Task brief >>
Each entry below is to be transcribed exactly.

Data excerpts
—————
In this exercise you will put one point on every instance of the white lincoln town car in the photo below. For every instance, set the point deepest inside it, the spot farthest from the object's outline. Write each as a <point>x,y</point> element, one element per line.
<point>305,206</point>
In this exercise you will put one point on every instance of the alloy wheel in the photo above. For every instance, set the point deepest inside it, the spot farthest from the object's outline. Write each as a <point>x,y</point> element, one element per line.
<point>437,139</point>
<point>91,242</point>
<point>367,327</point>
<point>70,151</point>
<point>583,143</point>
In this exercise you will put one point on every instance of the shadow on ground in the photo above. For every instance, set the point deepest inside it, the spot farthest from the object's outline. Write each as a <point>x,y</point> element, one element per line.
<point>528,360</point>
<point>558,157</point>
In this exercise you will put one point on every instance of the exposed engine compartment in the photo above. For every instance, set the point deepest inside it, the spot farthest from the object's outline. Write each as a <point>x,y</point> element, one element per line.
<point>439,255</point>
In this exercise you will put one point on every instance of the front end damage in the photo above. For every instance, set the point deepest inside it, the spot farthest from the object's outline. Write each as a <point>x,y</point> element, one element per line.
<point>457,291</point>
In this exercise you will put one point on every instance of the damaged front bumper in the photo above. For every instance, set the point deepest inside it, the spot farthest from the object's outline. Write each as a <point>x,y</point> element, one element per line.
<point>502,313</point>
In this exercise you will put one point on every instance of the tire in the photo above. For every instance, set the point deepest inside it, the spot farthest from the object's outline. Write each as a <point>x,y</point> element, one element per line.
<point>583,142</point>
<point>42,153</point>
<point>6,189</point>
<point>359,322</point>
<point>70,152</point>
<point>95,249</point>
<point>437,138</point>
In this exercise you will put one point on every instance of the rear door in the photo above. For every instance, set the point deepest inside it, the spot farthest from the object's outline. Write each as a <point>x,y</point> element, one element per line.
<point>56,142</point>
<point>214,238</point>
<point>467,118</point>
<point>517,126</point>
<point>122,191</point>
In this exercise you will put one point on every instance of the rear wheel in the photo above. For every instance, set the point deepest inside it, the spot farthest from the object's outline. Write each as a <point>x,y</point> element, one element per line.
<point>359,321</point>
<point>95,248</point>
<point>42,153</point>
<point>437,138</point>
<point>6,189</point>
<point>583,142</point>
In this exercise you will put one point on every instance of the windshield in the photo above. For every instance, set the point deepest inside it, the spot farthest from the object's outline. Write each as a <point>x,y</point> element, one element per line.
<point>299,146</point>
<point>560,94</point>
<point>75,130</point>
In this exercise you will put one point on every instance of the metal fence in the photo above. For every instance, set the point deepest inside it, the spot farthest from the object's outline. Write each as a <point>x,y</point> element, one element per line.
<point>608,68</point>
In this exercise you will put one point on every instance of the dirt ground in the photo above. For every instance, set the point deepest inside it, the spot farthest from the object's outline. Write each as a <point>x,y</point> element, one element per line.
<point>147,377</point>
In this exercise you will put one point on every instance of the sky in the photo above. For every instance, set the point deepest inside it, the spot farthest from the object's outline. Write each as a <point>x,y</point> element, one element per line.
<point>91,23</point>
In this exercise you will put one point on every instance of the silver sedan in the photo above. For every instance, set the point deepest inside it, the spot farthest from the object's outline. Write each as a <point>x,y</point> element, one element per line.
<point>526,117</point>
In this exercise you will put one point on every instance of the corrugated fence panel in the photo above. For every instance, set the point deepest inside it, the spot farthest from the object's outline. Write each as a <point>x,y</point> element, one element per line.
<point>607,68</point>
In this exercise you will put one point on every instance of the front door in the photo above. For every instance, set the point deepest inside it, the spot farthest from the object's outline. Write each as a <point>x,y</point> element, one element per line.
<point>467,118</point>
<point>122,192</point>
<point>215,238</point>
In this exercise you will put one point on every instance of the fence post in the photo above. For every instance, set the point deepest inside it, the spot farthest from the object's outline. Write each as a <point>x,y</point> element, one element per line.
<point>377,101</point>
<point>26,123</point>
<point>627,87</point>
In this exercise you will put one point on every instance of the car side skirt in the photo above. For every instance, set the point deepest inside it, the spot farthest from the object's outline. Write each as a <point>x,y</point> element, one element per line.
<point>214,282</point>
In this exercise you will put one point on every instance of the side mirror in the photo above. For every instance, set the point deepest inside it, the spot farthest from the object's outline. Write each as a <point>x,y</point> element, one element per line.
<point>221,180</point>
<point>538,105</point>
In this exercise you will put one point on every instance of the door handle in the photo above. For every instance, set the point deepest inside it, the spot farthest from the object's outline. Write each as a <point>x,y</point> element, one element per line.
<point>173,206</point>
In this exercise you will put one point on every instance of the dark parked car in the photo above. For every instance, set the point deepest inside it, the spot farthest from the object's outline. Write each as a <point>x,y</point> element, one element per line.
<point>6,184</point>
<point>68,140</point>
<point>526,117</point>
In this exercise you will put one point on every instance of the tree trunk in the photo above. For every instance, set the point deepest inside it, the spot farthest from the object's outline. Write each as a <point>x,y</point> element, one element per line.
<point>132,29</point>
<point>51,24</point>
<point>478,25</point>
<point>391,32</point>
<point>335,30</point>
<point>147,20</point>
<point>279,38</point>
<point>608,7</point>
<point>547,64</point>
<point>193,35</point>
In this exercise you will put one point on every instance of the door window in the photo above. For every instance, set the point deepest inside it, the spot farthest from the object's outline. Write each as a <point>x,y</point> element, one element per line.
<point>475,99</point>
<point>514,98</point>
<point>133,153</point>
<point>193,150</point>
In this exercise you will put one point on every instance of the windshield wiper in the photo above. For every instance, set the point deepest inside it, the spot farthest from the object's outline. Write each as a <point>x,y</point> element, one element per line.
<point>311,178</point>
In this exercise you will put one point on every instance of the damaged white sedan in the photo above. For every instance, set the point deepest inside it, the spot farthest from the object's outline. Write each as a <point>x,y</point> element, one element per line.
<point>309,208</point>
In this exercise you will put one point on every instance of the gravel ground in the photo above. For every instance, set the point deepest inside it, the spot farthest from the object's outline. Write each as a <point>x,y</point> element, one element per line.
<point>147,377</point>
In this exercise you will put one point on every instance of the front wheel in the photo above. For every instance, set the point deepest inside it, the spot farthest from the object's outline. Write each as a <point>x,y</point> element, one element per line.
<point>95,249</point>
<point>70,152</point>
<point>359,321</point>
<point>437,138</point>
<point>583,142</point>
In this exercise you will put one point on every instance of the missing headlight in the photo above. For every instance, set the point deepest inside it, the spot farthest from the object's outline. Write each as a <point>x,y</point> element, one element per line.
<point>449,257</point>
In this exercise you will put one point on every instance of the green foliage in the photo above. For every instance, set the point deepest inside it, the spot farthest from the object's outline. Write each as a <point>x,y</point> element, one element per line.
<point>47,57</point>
—————
Answer area >>
In this exercise you will put one point on every instance of the white lincoln town car in the photo below. For every instance, set the point deepest inside it, the spot farthest from the object's outline. Write each as a <point>x,y</point> element, one element per line.
<point>305,206</point>
In this exercise you will put one point on every instance of the alloy wheel in the photo above. For every instance, set the point deepest inside it, the spot farthest from the object's outline. Write each as a <point>x,y</point> element, one element per line.
<point>437,139</point>
<point>91,242</point>
<point>367,327</point>
<point>70,151</point>
<point>583,143</point>
In this exercise you will put one point on every instance of the shadow on ground in the photo above. For every instance, set the point deepest inside it, the spot farthest from the object's outline. Write each as a <point>x,y</point> element, one element per line.
<point>528,360</point>
<point>558,157</point>
In this exercise you will put one point on every instance of the exposed engine compartment in the photo above. For every instance, set the point deepest inside it, the spot farthest from the object's outline. Write each as a <point>x,y</point> element, one element per line.
<point>439,255</point>
In this exercise you will put one point on every instance of the front end damage in the photo above. For every instance, set the point deepest inside it, the spot farthest from the object's outline. Write each as a <point>x,y</point> element, one element per line.
<point>457,291</point>
In this exercise you will put one point on every instance of the damaged front bumper in the photo above. For every instance, set the point deepest inside it, the spot farthest from the object's outline. Write each as a <point>x,y</point> element, one element per line.
<point>502,313</point>
In this exercise you will put one point on every instance of the tire in the photo above. For every instance, set the point deepest inside it, the spot farthest from the object's outline. Write each as a <point>x,y</point> element, one element per line.
<point>583,142</point>
<point>42,153</point>
<point>6,189</point>
<point>359,322</point>
<point>70,152</point>
<point>95,249</point>
<point>437,138</point>
In this exercise you will put one point on every instance of the rear door in the photo above. For every instance, set the point deepest inside it, the spot farthest from the object's outline. Write each as a <point>x,y</point> element, one element per line.
<point>56,142</point>
<point>214,238</point>
<point>467,118</point>
<point>517,126</point>
<point>122,191</point>
In this exercise you will put one point on every instance of the rear wheel in the photo above. For every instance, set the point deepest inside it, the spot farthest from the object's outline. Write each as a <point>x,y</point> element, one element per line.
<point>359,321</point>
<point>95,248</point>
<point>42,153</point>
<point>437,138</point>
<point>6,189</point>
<point>583,142</point>
In this exercise you will put one point on every instance of the windshield in the photo above. For every instance, set the point deepest inside it, the spot farthest from the object's outline. Write each as a <point>x,y</point> element, one element per line.
<point>299,146</point>
<point>560,94</point>
<point>75,130</point>
In this exercise you will put one point on every instance of the metal fence in the photo above. For every instance, set the point deepest inside it, the spot farthest from the object's outline. Write each as a <point>x,y</point> element, one element per line.
<point>608,68</point>
In this exercise you will put one point on every instance of the dirt ground in the photo above. For every instance, set the point deepest inside it, the spot farthest from the object's outline. Write each as a <point>x,y</point> element, one element per line.
<point>147,377</point>
In this exercise you will put one point on every instance of the sky in the photo above. For every instance, set the point deepest inside it, the spot farthest from the object's outline. Write each as a <point>x,y</point> element, one element per line.
<point>91,23</point>
In this exercise you will put one point on every instance of the silver sedan in the photo above. For every instance, set the point deepest inside it, the spot farthest from the object's outline. Write each as a <point>x,y</point> element, one element per line.
<point>526,117</point>
In this exercise you will put one point on every instance of the corrugated fence panel in the photo above. For every instance, set the point deepest inside it, the spot farthest from the object's outline. Write each as a <point>x,y</point> element, one element per line.
<point>607,68</point>
In this exercise you will put one point on every instance of the front door in the photo above. For every instance, set the point deepest inside it, the spot farthest from the object's outline. Write each as a <point>x,y</point> element, one element per line.
<point>467,118</point>
<point>122,192</point>
<point>215,238</point>
In this exercise you will put one point on every instance of the fence post in the photo above. For every instance, set the point deepest inside it, the spot farthest from the object's outline. Write each as a <point>x,y</point> element, one element per line.
<point>377,101</point>
<point>26,123</point>
<point>627,87</point>
In this exercise you will put one point on every instance of the car side skirt in the photo above. For every instance, set the point deepest inside it, the spot farthest from the object's outline. Write each as a <point>x,y</point> element, one element per line.
<point>214,282</point>
In this exercise you will put one point on every instance of the side mirror in the photo above. For every instance, set the point deepest inside it, the spot farthest from the object's outline. Write each as a <point>x,y</point> element, one element per line.
<point>221,180</point>
<point>538,105</point>
In this exercise you will put one point on every instance of the door handle in the photo above. For every instance, set the point deepest inside it, the spot farthest from the object's outline. Write each as a <point>x,y</point> element, one element per line.
<point>173,206</point>
In this exercise you will put one point on every instance of the dark parked car in the photo above. For every instance, set the point deepest inside it, the spot farthest from the object's outline. Write each as a <point>x,y</point> element, one element per line.
<point>6,184</point>
<point>68,140</point>
<point>526,117</point>
In this exercise you will put one point on every instance of the tree trunk in the photo above. For every instance, set the point deepest inside it, the spot farthest from the object's outline. Write each as a <point>x,y</point> element, one element per line.
<point>132,29</point>
<point>51,24</point>
<point>478,25</point>
<point>391,32</point>
<point>335,30</point>
<point>147,20</point>
<point>279,38</point>
<point>608,7</point>
<point>547,64</point>
<point>193,35</point>
In this exercise you will put one point on every instance of the door window in the photo above. For every instance, set the point deepest inside it, the spot farthest from the object's outline. Write each as a <point>x,y</point> element, one element per line.
<point>475,99</point>
<point>514,98</point>
<point>133,153</point>
<point>193,150</point>
In this exercise you will put one point on every instance of the windshield wiper in the photo above. For every instance, set the point deepest inside it, the spot farthest from the object's outline. Write each as a <point>x,y</point> element, one element per line.
<point>311,178</point>
In this exercise you will put one point on every instance of the damaged white sedan in the photo above. For every instance, set the point deepest inside it, the spot farthest from the object's outline. Write each as a <point>x,y</point> element, one element per line.
<point>309,208</point>
In this exercise you will put one point on every instance of the gravel ground in the photo above. For every instance, set the point deepest inside it, the spot farthest from the object's outline. Write each as a <point>x,y</point> element, one element per line.
<point>147,377</point>
In this exercise you will put one point on every instance of the front wheel in the photo above. For every instance, set the point deepest inside it, the spot farthest from the object's outline. Write each as a <point>x,y</point> element, one element per line.
<point>95,249</point>
<point>70,152</point>
<point>359,321</point>
<point>437,138</point>
<point>583,142</point>
In this exercise you will put one point on every instance of the missing headlight in the photo above. For every instance, set the point deepest inside it, the spot farthest from the object's outline. Write each as a <point>x,y</point> element, one element per line.
<point>449,257</point>
In this exercise you will put one point on every instance of the green foliage in the photo above. For every instance, set the point deepest inside it, the spot farthest from the object's outline. Write each as a <point>x,y</point> element, one element per line.
<point>47,57</point>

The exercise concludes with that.